### Written problem
Find every line in the items below that contains the string "target", matching case exactly, and copy each of those lines.

(Labeled contour items)
»»

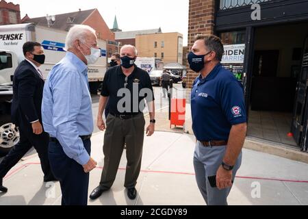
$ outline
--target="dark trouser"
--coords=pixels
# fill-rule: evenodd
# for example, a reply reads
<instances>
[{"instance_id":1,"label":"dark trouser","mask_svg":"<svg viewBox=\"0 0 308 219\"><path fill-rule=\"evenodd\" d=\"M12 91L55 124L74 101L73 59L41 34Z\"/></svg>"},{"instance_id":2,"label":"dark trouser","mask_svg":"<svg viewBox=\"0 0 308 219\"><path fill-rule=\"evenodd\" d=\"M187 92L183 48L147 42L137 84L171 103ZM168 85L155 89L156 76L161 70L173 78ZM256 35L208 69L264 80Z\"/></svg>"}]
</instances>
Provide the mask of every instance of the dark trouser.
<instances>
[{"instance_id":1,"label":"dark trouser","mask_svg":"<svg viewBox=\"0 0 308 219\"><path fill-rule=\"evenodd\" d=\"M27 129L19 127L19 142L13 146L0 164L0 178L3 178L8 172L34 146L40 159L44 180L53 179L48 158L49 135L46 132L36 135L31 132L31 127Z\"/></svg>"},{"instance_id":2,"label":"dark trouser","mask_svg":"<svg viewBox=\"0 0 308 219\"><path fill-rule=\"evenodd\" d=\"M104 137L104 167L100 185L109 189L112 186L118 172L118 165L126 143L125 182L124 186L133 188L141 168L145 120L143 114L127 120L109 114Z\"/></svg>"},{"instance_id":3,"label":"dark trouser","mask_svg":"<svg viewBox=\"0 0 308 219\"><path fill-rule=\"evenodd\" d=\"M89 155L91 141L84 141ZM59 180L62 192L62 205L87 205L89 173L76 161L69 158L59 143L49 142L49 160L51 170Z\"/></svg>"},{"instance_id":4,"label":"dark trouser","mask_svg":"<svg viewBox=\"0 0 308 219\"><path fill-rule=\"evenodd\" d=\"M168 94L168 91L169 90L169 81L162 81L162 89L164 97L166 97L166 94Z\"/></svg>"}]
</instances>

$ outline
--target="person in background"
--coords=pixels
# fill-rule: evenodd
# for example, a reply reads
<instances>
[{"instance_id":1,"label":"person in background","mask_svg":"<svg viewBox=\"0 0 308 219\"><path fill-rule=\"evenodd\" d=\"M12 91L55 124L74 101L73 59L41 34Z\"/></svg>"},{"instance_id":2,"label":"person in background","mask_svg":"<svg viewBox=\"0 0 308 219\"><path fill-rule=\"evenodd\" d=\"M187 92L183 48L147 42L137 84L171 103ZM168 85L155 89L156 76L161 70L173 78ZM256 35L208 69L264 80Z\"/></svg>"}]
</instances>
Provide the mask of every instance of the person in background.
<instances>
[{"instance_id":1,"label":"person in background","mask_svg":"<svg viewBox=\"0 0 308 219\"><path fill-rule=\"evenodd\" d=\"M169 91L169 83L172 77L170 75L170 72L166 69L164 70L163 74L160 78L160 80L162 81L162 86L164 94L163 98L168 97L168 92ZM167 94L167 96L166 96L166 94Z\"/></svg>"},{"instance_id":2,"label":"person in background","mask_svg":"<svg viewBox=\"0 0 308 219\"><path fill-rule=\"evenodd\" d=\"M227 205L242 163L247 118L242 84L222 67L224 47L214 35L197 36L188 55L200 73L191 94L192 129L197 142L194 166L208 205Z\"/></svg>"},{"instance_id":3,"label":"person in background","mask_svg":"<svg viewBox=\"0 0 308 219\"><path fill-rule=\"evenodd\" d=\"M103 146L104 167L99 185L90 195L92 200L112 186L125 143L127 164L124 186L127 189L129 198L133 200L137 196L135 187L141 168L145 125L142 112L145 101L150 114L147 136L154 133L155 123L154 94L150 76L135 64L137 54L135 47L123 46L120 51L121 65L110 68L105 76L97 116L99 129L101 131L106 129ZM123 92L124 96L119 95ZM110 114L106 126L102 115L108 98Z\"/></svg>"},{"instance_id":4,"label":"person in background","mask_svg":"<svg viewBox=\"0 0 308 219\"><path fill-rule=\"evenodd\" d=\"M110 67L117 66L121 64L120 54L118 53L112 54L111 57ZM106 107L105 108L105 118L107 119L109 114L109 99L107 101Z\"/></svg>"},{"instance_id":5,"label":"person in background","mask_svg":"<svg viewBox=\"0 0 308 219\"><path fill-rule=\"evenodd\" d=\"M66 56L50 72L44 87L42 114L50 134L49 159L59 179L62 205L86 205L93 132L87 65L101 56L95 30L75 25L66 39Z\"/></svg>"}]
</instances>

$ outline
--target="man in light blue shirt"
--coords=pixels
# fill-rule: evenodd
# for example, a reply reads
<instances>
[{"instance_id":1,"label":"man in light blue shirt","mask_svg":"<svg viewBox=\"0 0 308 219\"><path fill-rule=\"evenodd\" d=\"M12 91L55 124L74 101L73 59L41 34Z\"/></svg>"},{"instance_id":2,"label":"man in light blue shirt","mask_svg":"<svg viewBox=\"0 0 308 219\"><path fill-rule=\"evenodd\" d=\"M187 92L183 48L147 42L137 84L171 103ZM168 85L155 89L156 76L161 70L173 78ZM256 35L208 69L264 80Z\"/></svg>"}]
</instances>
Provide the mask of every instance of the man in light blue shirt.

««

### Task answer
--target="dark trouser"
--target="person in background"
--target="man in light blue shirt"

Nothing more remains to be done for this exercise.